TASK INPUT:
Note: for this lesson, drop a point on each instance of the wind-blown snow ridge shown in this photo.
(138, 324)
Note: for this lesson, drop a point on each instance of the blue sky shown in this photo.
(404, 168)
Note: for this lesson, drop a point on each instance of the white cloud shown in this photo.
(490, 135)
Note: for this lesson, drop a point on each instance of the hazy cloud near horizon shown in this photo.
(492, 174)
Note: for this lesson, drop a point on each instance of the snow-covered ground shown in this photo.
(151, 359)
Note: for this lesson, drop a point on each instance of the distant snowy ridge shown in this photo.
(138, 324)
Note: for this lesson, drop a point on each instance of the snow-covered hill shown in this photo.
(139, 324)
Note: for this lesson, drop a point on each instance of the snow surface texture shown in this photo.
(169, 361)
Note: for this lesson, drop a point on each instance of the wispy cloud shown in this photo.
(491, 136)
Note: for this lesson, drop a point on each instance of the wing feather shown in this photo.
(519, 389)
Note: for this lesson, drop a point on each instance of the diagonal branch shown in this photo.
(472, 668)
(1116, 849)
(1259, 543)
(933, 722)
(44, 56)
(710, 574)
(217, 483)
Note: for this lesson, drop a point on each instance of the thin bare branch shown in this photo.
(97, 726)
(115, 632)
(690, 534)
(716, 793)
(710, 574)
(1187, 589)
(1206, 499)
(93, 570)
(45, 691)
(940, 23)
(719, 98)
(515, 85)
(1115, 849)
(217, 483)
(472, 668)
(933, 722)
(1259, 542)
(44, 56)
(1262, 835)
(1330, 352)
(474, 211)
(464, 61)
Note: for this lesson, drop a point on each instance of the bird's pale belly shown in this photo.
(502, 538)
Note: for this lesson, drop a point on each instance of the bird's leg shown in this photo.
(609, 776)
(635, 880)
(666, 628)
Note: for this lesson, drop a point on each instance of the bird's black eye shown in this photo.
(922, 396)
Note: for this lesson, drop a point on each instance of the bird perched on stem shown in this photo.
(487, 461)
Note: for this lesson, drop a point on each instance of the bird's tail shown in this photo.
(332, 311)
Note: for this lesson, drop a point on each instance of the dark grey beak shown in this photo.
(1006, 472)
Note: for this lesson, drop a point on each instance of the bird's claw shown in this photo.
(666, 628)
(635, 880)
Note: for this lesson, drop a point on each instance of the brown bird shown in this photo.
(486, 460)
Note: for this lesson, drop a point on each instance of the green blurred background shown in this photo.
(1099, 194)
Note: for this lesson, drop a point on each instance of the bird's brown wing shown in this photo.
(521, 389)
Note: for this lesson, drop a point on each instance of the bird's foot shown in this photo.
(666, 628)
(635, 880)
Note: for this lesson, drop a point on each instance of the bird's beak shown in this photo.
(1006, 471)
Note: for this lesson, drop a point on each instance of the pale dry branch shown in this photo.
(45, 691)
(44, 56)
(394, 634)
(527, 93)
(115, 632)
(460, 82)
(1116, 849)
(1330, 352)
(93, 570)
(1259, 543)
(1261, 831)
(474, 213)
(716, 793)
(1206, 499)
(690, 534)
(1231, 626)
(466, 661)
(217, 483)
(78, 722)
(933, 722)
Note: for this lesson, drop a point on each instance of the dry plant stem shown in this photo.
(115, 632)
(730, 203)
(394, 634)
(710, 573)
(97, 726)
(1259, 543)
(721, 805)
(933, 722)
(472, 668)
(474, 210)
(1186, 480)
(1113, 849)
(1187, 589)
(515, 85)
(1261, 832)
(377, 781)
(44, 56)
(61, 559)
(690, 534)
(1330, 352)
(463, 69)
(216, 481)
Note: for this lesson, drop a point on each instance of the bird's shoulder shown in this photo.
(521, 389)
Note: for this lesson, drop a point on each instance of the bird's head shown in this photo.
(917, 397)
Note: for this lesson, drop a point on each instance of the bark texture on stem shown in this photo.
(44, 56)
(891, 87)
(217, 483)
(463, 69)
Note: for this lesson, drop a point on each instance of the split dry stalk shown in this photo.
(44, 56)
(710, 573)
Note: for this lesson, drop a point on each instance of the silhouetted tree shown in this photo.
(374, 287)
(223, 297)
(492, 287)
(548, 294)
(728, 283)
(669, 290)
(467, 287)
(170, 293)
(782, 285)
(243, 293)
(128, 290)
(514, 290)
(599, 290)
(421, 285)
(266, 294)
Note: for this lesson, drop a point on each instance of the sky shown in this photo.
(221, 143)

WHAT IS REQUIRED: Reproduce every one of the lines above word for word, changing nothing.

RESULT:
Note: for this lesson, drop a point on each instance of the wind-blown snow ridge shown in this photo.
(138, 324)
Note: for this lesson, drop a point on each instance of the blue sky shown in this photo.
(404, 168)
Note: for this lesson, drop a point on each instance of the white cloud shown in this photo.
(490, 135)
Note: for this lesson, drop a point on each instance of the hazy cloud near horizon shown in this photo.
(492, 174)
Note: for this lesson, drop a point on each instance of the snow-covered ground shown in this photo.
(151, 359)
Note: for this lesson, drop a point on each instance of the distant snowy ridge shown in this photo.
(138, 324)
Note: for this lesson, drop a point on each instance of the snow-covered hill shown in this photo.
(139, 324)
Note: for this lesson, drop a point on each instance of the snow surface texture shown in this photo.
(169, 361)
Note: for this lesson, drop a point on each instance of the wispy cloud shown in this photo.
(491, 136)
Note: for this lesson, drop a point on each instance of the wing feather shown in this photo.
(519, 389)
Note: for this lesson, drop a point on each instance of the diagonal branch shown in this photo.
(472, 668)
(1116, 849)
(1259, 543)
(933, 722)
(44, 56)
(710, 574)
(217, 483)
Note: for this lesson, drop a point on each instance of the thin bare branch shown in this photo.
(97, 726)
(115, 632)
(690, 534)
(716, 793)
(710, 574)
(1187, 589)
(1206, 499)
(93, 570)
(45, 691)
(940, 23)
(719, 98)
(515, 85)
(1115, 849)
(217, 483)
(472, 668)
(933, 722)
(1259, 542)
(44, 56)
(1262, 835)
(1330, 352)
(474, 211)
(464, 61)
Note: for this lesson, drop a point on each instance of the bird's pale belly shown in this photo.
(502, 538)
Note: for this lesson, drop a point on each instance of the bird's leg shown in this photo.
(609, 776)
(635, 880)
(666, 628)
Note: for this lesson, drop a point on each instance of the bird's black eye shown in this photo.
(922, 396)
Note: for this lesson, drop a point on each instance of the bird perched on stem shown in this photo.
(487, 461)
Note: for this lesson, drop a point on each instance of the bird's tail shown in this photo.
(332, 311)
Note: for this lesson, drop a point on each instance of the dark grey beak shown in this photo.
(1006, 472)
Note: for this lesson, drop a point on each instance of the bird's claw shown in this photo.
(666, 628)
(635, 880)
Note: for this lesson, drop a point on each instance of the brown bird shown in this photo.
(486, 460)
Note: for this lesson, drop a point on each instance of the green blurred background shown in this photo.
(1099, 194)
Note: for this lesson, drop a point on each instance of the bird's brown wing shown in this photo.
(521, 389)
Note: for this lesson, drop a point on each instance of the bird's foot shown in this photo.
(666, 628)
(635, 880)
Note: for this lesson, drop a point on each instance of the bird's beak shown in this photo.
(1006, 471)
Note: for this lesson, drop a point on each instance of the pale dry branch shown in this photo.
(45, 691)
(44, 56)
(394, 634)
(527, 93)
(115, 632)
(460, 82)
(1116, 849)
(1330, 352)
(93, 570)
(1259, 543)
(1261, 831)
(474, 213)
(716, 793)
(1206, 499)
(690, 534)
(1231, 626)
(466, 661)
(217, 483)
(78, 722)
(933, 722)
Note: for this lesson, drop a point on each instance of the dry plant stem shown in this photo.
(115, 632)
(730, 203)
(394, 634)
(710, 573)
(97, 726)
(1259, 543)
(721, 805)
(933, 722)
(472, 668)
(474, 210)
(1186, 480)
(1113, 849)
(1187, 589)
(515, 85)
(1261, 832)
(377, 781)
(44, 56)
(61, 559)
(690, 534)
(1330, 352)
(463, 69)
(216, 481)
Note: for this lesson, drop a point on each instance of the bird's shoulder shown in this photo.
(521, 389)
Note: for this lesson, drop a point on each instance of the bird's head shown in this photo.
(917, 397)
Note: for this lesson, drop a point on each instance of the bark texture on stem shown in this photo.
(44, 56)
(891, 87)
(217, 483)
(463, 69)
Note: for this lesson, drop a point on each instance of the split dry stalk shown in this photo.
(44, 56)
(710, 573)
Note: for this lesson, drop a point on each instance of the silhouetted tree shown in this photo.
(374, 287)
(223, 297)
(492, 287)
(548, 294)
(728, 283)
(669, 290)
(467, 287)
(170, 293)
(782, 285)
(243, 293)
(128, 290)
(514, 290)
(599, 290)
(421, 285)
(266, 294)
Note: for this lesson, drop a point on each instance of the sky shown in this photo.
(221, 143)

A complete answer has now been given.